Required actions:
- a) Filter the records down to the lines that contain the string "clicks", matching case exactly, and copy each matching line.
- b) Carry on the passage about running a backup cronjob with a VPN sidecar in Kubernetes, starting after its final sentence.

As you might have seen in the cronjob above, it is creating the vpn tunnel as a sidecar container (“vpn”) which gets killed after the backup script is done. The “pkill” step is essential for kubernetes to know that the cronjob has finished. Otherwise it would be left unfinished and next nights job would not start (and SIGINT instead of KILL signal is important since the container will be restarted otherwise). Let’s now take a look at the last piece, the vpn tunnel. (The lack of container communication possibilities is hopefully something that gets addresses in an upcoming, not too distant, release. At least there are ongoing discussions for a few years on that topic.)

[Records from a data source]
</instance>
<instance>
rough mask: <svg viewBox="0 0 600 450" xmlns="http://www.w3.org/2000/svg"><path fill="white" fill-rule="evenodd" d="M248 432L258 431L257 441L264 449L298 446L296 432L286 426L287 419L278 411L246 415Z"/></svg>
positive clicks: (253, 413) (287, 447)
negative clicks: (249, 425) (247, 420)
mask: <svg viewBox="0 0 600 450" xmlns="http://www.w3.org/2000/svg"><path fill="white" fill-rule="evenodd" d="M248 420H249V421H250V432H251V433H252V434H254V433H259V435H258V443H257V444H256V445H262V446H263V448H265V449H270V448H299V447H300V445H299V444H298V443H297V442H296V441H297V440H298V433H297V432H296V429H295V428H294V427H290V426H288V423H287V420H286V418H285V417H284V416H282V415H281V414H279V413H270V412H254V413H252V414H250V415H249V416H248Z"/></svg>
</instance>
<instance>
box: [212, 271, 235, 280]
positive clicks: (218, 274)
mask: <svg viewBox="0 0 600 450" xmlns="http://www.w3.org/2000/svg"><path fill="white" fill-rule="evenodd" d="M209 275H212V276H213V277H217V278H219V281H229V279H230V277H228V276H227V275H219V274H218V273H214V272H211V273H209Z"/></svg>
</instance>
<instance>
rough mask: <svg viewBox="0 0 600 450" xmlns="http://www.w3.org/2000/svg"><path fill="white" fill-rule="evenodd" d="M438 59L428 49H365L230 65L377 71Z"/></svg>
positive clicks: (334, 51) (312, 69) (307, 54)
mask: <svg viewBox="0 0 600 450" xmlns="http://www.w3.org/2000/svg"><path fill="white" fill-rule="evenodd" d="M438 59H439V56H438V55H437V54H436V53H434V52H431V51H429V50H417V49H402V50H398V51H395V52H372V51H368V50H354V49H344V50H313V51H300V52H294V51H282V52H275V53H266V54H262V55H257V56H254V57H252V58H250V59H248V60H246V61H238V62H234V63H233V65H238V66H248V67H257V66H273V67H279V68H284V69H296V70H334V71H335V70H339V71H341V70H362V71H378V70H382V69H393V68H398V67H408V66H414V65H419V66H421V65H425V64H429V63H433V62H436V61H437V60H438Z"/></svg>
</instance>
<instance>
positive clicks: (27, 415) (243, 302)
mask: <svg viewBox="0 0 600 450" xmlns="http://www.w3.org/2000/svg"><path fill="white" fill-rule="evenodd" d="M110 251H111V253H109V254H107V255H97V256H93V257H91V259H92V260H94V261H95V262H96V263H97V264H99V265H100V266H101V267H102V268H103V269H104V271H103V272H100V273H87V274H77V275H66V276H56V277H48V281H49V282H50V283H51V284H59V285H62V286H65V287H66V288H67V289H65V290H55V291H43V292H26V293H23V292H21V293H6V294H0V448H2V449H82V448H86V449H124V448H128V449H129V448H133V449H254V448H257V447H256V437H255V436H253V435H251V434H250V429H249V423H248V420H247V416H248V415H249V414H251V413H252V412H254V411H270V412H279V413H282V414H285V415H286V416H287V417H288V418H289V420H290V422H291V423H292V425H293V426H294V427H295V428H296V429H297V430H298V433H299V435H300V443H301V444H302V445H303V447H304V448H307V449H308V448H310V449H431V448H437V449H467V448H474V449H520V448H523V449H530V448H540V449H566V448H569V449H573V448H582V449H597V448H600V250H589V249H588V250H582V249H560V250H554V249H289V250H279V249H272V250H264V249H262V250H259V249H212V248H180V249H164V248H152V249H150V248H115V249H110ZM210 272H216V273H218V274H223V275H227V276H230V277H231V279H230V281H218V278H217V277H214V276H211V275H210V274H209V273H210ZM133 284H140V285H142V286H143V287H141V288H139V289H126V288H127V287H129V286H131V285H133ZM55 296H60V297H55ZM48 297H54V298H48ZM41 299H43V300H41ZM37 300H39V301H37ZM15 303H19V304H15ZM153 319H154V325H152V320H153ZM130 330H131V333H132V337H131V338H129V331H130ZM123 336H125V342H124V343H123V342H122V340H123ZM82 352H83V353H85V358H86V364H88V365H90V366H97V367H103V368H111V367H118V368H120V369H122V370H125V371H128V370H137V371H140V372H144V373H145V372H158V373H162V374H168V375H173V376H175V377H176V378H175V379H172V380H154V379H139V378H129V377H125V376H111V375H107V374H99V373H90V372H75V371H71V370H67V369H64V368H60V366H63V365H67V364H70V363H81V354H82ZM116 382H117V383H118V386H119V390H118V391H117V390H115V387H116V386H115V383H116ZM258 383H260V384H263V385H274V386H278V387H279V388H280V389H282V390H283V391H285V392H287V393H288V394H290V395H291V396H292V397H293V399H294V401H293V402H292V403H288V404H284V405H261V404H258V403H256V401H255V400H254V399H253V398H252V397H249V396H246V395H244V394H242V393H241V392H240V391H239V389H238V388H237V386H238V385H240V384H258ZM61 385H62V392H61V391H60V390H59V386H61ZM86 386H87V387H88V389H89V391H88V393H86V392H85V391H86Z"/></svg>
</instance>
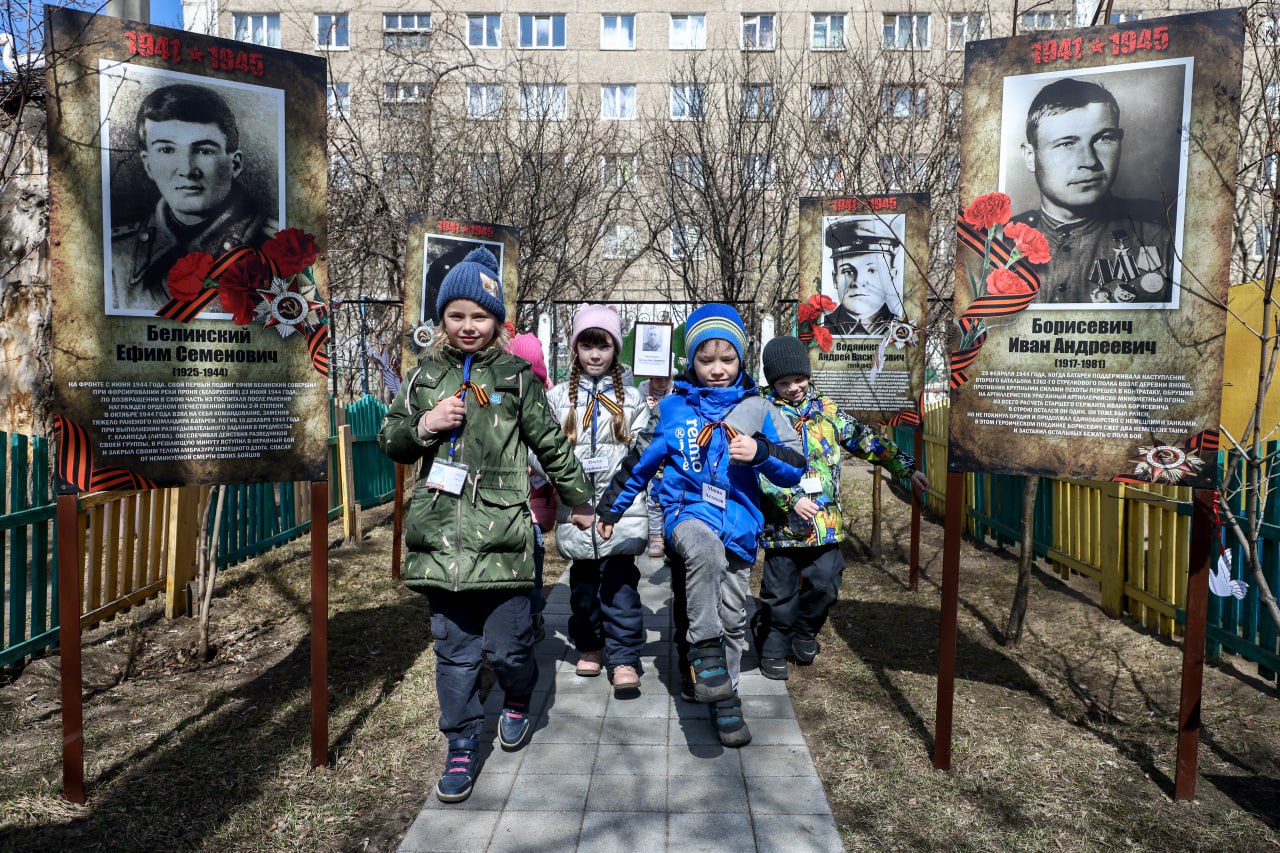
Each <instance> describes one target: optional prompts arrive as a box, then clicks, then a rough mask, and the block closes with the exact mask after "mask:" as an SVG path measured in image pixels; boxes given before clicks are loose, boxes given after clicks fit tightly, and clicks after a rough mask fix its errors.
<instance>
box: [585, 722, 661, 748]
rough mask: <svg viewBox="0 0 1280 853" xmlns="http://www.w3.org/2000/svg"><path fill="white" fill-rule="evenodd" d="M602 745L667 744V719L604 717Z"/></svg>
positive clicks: (602, 732) (601, 739)
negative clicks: (623, 743)
mask: <svg viewBox="0 0 1280 853" xmlns="http://www.w3.org/2000/svg"><path fill="white" fill-rule="evenodd" d="M600 743H636V744H655V743H657V744H666V743H667V719H666V717H604V727H603V729H602V730H600Z"/></svg>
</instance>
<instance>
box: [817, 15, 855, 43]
mask: <svg viewBox="0 0 1280 853" xmlns="http://www.w3.org/2000/svg"><path fill="white" fill-rule="evenodd" d="M837 19H838V20H840V42H838V44H835V45H833V44H831V31H832V27H831V24H832V23H833V22H835V20H837ZM847 19H849V15H846V14H845V13H844V12H814V13H813V14H810V15H809V50H844V49H845V45H846V41H845V32H846V29H845V27H846V22H847ZM819 20H820V22H822V24H823V31H824V32H826V33H827V35H826V38H824V40H823V44H820V45H819V44H818V22H819Z"/></svg>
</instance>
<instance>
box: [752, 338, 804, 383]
mask: <svg viewBox="0 0 1280 853" xmlns="http://www.w3.org/2000/svg"><path fill="white" fill-rule="evenodd" d="M762 360H763V361H764V380H765V382H767V383H769V384H771V386H772V384H773V383H774V382H777V380H778V379H781V378H782V377H791V375H796V374H799V375H801V377H808V375H810V369H809V347H806V346H805V345H804V342H803V341H800V338H792V337H790V336H787V337H785V338H773V339H772V341H769V342H768V343H765V345H764V355H763V356H762Z"/></svg>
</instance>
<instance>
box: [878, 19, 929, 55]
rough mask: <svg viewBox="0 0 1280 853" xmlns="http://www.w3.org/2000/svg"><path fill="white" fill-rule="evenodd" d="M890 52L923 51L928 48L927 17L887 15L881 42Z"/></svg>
mask: <svg viewBox="0 0 1280 853" xmlns="http://www.w3.org/2000/svg"><path fill="white" fill-rule="evenodd" d="M881 44H883V45H884V46H886V47H890V49H892V50H925V49H927V47H928V46H929V15H927V14H908V13H904V14H897V13H893V14H887V15H884V36H883V41H882V42H881Z"/></svg>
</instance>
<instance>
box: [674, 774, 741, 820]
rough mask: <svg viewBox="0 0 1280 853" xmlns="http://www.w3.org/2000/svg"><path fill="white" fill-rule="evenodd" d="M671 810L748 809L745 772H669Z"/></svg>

Your written answers:
- a)
positive clicks: (253, 413) (287, 447)
negative clicks: (249, 425) (247, 420)
positive clicks: (218, 274)
positive clicks: (334, 51) (312, 69) (307, 54)
positive clicks: (27, 415) (243, 302)
Each <instance> describes one target: optional prompts arrive as a box, then clicks, then a rough mask, and the block closes with the exact mask after "mask:" as an SVG path measured in image pixels; boxes given before clicks are loose, boxes given after clicks fit tightly, and clicks after a rough mask fix its errors.
positive clicks: (602, 732) (601, 739)
negative clicks: (623, 743)

- b)
The vpn container is simply referring to the ovpn config (if it works for you standalone, it will work in this container) and the vpn credentials. Both are stored as credentials, so put your ovpn client config in a file called client.ovpn and create the secret:
kubectl create secret generic vpn-config --from-file=client.ovpn
Same thing with the credentials (I assume now that you will use username and password), create auth.txt with username and password on separate lines and create the secret:
kubectl create secret generic vpn-auth --from-file=auth.txt
That should be it. To test the job without waiting for 00:30 in the case above, kick it off as an ad-hoc job:
kubectl create job --from=cronjob/backup-dokument name-of-manual-dokument-job
You see which pod got created:
kubectl get po -o wide|grep name-of-manual-dokument-job
This pod was called name-of-manual-dokument-job–1-zpn56 and the container name was backup-dokument so the live log could therefore be checked with:
kubectl logs name-of-manual-dokument-job--1-zpn56 backup-dokument --follow
Alright, that wraps it up. Hope it was useful for something. If not for backups, maybe for other use cases where you need to run something in an openvpn tunnel.